━━━━━ Exercise inputs

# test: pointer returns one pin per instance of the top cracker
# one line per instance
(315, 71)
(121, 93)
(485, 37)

━━━━━━━━━━

» Directions
Rewrite all the records with "pin" changed to "marker", leaving everything else as it stands.

» Problem solution
# test: pointer returns one marker per instance of the top cracker
# one line per instance
(315, 71)
(121, 93)
(485, 37)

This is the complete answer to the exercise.